Task instructions: Look in the data below for the line that contains "In this photo, where can the truck door". Copy that line and the remaining lines exactly.

Supplied data:
►

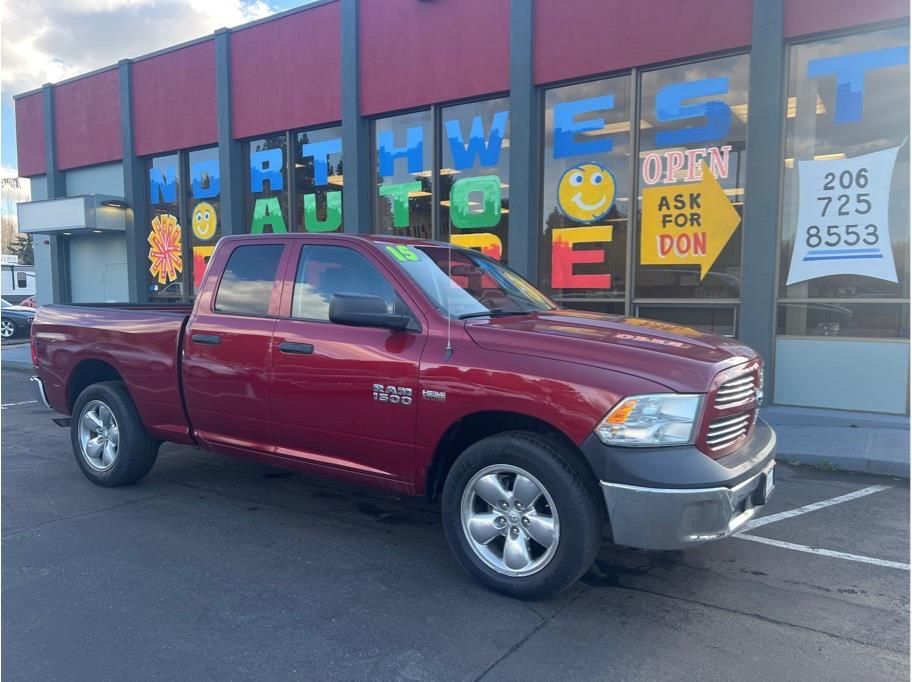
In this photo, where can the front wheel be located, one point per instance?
(522, 514)
(111, 444)
(7, 329)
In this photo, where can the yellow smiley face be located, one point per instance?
(204, 221)
(585, 192)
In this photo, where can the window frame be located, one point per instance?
(289, 277)
(778, 300)
(277, 285)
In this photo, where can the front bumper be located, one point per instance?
(670, 512)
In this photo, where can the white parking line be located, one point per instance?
(24, 402)
(824, 552)
(772, 518)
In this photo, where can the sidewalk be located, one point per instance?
(848, 441)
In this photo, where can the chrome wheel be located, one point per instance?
(99, 436)
(510, 520)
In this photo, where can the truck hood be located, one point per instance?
(680, 358)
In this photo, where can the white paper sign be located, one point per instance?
(843, 218)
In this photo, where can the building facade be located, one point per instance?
(740, 167)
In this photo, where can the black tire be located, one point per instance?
(136, 450)
(577, 501)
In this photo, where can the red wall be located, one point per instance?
(575, 38)
(813, 16)
(414, 53)
(87, 120)
(174, 100)
(285, 73)
(30, 149)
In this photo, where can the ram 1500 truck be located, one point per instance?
(425, 369)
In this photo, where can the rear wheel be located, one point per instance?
(522, 514)
(111, 444)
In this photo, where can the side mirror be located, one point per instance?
(360, 310)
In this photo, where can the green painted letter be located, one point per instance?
(399, 197)
(463, 217)
(267, 212)
(333, 213)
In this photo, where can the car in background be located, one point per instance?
(15, 320)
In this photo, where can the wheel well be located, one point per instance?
(85, 374)
(473, 428)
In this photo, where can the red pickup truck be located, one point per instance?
(425, 369)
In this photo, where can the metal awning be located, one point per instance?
(89, 213)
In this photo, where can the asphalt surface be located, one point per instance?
(216, 568)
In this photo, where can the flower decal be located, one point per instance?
(165, 249)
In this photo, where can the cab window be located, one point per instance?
(246, 285)
(327, 270)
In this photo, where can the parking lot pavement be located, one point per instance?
(219, 568)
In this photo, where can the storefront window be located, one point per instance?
(402, 158)
(474, 175)
(266, 183)
(691, 170)
(165, 234)
(586, 194)
(318, 180)
(204, 210)
(845, 219)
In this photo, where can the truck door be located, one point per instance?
(226, 348)
(343, 396)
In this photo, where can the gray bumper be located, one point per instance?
(675, 518)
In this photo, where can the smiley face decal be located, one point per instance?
(586, 192)
(204, 221)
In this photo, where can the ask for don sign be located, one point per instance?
(843, 218)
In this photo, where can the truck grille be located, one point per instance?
(724, 431)
(737, 391)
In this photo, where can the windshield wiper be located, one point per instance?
(496, 312)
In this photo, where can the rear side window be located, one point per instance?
(327, 270)
(248, 280)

◄

Result of this exercise:
In this photo, where can the truck door be located, one point per instance?
(226, 348)
(343, 396)
In this photo, where can the gray bumper be located, one point per instance?
(675, 518)
In this photo, where can the smiley face decal be located, one point per instance?
(586, 192)
(204, 221)
In this photo, where can the ask for don sign be located, one point per instance?
(843, 218)
In this photo, where can the truck grille be located, one point per instance?
(724, 431)
(737, 391)
In this photo, where can the windshield wiper be located, one point per instance?
(496, 312)
In this photo, where can the rear side window be located, one point per instance?
(327, 270)
(248, 280)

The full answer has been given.